Brief
Give the count of lines in the entries that include "sleeve", and write nothing besides it.
● ● ● ● ●
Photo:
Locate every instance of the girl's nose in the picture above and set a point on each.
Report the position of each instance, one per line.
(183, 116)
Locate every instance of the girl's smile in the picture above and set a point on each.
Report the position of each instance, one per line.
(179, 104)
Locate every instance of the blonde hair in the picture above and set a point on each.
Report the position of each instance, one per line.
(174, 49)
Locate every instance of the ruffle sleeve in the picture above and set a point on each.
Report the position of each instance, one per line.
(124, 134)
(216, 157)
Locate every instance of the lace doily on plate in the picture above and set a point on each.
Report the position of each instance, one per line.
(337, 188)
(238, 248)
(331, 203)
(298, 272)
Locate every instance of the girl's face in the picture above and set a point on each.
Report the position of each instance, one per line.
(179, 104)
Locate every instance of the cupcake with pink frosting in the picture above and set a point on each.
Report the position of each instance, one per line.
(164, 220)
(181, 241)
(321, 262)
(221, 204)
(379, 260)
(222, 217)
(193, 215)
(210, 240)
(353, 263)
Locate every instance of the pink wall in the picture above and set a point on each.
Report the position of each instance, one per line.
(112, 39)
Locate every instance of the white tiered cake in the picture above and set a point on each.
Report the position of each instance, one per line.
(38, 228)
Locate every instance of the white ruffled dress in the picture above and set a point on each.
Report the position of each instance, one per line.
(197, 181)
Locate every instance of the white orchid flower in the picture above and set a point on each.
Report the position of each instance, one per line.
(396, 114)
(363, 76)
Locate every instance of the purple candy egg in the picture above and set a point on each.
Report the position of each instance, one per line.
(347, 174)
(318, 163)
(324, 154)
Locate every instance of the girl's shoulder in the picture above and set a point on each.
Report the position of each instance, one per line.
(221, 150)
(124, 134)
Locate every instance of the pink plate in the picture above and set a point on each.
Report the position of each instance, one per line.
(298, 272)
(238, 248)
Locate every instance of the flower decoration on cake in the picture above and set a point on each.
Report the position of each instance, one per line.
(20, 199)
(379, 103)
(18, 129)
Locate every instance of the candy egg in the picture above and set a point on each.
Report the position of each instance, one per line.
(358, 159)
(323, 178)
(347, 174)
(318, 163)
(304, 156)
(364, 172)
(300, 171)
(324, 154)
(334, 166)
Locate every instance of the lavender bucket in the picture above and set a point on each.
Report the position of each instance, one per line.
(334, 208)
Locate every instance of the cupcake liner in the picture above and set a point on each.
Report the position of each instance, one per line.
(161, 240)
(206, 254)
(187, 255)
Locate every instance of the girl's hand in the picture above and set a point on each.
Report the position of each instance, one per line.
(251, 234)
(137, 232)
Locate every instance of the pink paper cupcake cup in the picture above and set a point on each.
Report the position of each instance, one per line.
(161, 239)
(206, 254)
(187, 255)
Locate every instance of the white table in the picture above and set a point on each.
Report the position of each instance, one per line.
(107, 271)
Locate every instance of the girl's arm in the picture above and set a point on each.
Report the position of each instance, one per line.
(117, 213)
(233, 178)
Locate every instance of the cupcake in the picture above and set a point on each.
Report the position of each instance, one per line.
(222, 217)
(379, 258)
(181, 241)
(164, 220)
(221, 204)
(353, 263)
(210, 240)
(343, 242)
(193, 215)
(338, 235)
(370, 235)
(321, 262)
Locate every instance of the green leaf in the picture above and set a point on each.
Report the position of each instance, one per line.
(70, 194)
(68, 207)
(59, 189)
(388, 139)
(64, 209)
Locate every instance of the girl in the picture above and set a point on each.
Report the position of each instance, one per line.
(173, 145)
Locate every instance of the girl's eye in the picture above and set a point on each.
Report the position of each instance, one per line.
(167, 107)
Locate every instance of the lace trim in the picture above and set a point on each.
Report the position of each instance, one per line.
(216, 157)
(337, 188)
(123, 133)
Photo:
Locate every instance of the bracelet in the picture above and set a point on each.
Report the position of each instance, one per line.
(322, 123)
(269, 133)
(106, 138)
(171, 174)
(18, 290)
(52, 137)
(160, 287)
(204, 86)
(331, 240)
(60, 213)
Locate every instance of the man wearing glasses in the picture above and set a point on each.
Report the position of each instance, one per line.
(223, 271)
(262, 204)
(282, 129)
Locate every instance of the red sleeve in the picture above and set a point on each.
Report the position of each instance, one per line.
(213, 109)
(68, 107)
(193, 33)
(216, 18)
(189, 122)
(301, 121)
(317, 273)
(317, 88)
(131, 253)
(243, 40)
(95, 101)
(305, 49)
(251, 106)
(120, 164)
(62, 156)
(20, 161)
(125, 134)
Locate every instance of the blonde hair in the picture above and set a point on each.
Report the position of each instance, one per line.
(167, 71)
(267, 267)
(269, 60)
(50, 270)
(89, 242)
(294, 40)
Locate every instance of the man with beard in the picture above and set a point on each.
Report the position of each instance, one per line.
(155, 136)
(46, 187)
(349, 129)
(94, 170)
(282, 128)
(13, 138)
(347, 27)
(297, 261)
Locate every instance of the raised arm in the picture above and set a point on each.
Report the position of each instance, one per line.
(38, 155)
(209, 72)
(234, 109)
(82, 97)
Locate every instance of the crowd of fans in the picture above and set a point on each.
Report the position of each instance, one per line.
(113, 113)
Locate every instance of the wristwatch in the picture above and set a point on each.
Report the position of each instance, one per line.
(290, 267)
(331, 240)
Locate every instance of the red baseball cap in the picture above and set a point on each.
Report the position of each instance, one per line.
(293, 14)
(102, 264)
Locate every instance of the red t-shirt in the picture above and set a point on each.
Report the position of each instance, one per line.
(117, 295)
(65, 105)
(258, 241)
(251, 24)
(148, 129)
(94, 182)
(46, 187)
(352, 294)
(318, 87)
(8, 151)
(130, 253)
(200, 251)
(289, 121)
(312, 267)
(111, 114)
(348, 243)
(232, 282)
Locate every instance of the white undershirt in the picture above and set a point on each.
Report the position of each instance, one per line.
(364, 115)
● ● ● ● ●
Answer section
2